Reproduce the whole listing, keeping every character the same.

"""

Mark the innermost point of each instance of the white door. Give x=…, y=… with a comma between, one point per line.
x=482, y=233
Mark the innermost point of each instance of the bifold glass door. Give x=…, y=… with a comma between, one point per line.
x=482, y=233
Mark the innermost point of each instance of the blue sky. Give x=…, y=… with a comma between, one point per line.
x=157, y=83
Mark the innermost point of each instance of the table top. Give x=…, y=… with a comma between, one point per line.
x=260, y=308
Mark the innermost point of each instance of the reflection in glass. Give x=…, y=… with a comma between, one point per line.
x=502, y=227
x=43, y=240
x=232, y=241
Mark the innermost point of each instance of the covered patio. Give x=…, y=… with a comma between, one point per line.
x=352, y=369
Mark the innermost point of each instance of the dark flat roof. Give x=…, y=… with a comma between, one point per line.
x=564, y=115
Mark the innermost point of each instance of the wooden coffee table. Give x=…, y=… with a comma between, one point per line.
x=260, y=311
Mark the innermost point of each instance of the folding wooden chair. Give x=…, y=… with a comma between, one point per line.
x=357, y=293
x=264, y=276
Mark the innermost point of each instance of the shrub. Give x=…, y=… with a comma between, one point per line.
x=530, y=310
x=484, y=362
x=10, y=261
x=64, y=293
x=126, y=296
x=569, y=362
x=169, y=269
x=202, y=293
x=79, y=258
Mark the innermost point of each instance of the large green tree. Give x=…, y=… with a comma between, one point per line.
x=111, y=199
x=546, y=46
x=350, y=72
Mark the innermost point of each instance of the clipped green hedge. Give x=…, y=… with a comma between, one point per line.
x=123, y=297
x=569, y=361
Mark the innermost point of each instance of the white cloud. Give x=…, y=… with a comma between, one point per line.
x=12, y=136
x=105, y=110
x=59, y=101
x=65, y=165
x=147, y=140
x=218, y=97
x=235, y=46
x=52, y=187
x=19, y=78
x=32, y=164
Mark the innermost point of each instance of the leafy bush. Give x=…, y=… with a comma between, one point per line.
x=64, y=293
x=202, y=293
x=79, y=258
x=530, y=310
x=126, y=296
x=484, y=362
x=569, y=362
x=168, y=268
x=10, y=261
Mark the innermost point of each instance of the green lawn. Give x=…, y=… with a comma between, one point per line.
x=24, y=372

"""

### TASK RESULT
Mark the innermost point of each instance of the white door. Give x=…, y=… with a comma between, one point per line.
x=482, y=233
Mark the innermost point of each instance of the bifold glass door. Give x=…, y=… with a comma between, one point per line.
x=482, y=233
Mark the innermost point of each instance of the blue sky. Give x=…, y=… with a comma between, one point per line.
x=157, y=83
Mark the innermost point of each instance of the table top. Give x=…, y=… with a comma between, one point per line.
x=260, y=308
Mark the innermost point of each instance of the reflection in glass. Give x=…, y=… with a comma between, one point per line.
x=502, y=227
x=43, y=240
x=232, y=241
Mark the innermost point of each instance of the covered patio. Give x=…, y=… with a comma between, one point per line.
x=352, y=369
Mark the innermost point of each instance of the dark flat roof. Give x=…, y=… with a comma between, one point per line.
x=564, y=115
Mark the innermost point of each instance of the wooden coffee table. Give x=…, y=… with a comma between, one point per line.
x=260, y=311
Mark the innermost point of each instance of the folding wooden chair. Give x=…, y=… with a comma between, one point per line.
x=357, y=293
x=264, y=276
Mark the innermost point of each instance of the shrub. Give x=…, y=… with a comma between, one point per line.
x=530, y=310
x=484, y=362
x=10, y=261
x=64, y=293
x=126, y=296
x=569, y=362
x=169, y=269
x=202, y=293
x=79, y=258
Mark the innermost point of each instance of the large green tree. Give x=…, y=… with a comma between, one point per line.
x=111, y=199
x=546, y=46
x=350, y=72
Mark the innermost point of each instance of the clipped green hedge. Give x=…, y=… with a comma between, one point per line.
x=123, y=297
x=569, y=361
Mark the innermost point of each instance of the white cloud. Give x=…, y=… with a comma between, one point per line.
x=12, y=136
x=105, y=110
x=59, y=101
x=65, y=165
x=147, y=140
x=218, y=97
x=235, y=46
x=52, y=187
x=19, y=78
x=32, y=164
Mark the innermost point of each instance of the leafy bush. Give x=…, y=… with a comma between, one point per line.
x=64, y=293
x=202, y=293
x=79, y=258
x=530, y=310
x=126, y=296
x=484, y=362
x=569, y=362
x=168, y=268
x=10, y=261
Mark the innermost point of each instance of the green lawn. Give x=…, y=… with a comma between, one point per line.
x=24, y=372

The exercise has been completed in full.